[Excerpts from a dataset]
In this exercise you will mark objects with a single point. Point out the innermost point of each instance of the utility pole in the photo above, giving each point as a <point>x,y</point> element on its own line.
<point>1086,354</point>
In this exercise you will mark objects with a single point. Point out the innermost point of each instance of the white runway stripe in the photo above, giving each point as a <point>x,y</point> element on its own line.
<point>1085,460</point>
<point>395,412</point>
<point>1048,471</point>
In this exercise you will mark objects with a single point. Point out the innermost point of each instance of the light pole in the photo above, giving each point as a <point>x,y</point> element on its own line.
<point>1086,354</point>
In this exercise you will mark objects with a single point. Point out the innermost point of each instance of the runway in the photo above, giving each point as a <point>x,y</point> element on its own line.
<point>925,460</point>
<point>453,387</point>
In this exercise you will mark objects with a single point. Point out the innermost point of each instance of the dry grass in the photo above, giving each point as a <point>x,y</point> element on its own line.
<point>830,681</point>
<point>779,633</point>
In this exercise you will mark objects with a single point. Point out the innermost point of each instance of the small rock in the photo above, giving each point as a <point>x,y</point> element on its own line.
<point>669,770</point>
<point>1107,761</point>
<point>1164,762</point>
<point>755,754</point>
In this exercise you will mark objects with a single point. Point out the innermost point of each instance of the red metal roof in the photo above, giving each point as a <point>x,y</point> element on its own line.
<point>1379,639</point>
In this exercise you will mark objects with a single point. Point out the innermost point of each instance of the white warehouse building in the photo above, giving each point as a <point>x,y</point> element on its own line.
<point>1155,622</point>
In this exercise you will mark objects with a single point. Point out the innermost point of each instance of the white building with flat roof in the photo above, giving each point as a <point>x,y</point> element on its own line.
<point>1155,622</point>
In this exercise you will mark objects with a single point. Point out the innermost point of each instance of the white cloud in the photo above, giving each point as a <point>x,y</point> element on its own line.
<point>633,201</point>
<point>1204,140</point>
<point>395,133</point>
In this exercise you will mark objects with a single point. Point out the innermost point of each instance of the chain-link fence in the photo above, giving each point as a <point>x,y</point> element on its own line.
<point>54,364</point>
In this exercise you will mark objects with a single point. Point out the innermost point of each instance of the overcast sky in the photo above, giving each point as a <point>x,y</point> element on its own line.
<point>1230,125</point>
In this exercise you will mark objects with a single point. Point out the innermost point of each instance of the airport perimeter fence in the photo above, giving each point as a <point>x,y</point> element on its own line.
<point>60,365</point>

[TASK OBJECTIVE]: Each line from the one with "the white building" through the last line of the records above must be retyped exactly, and no other line may be given.

[ANSWER BELOW]:
In this exercise you will mark objects with a single point. Point out the innermost point of each instance of the white building with flat roof in the photo above, giving each point as a <point>x,y</point> element on its own line.
<point>1155,622</point>
In this exercise you will mark objects with a single point. Point out the innermost point of each instance of the white cloud in the photo above, giving each point as a <point>x,y</point> element on its own line.
<point>633,201</point>
<point>1204,140</point>
<point>395,133</point>
In this exercise you will mark objects with a single point. Point out the innermost point of each instance of the chain-link fence in the photo above, giving each point as a <point>x,y</point> element on its own line.
<point>54,364</point>
In this exercise you will mark objects with a single point. Point out the innermost point of each instance of the overcast sky in the photo above, giving each point as a <point>x,y</point> element on its own line.
<point>1230,125</point>
In this exercise you will mark objects with a single point. Point out the innermost point of each instance of the airport perimeter fence in the photo above, giving each point as a <point>x,y</point> element on its own line.
<point>60,365</point>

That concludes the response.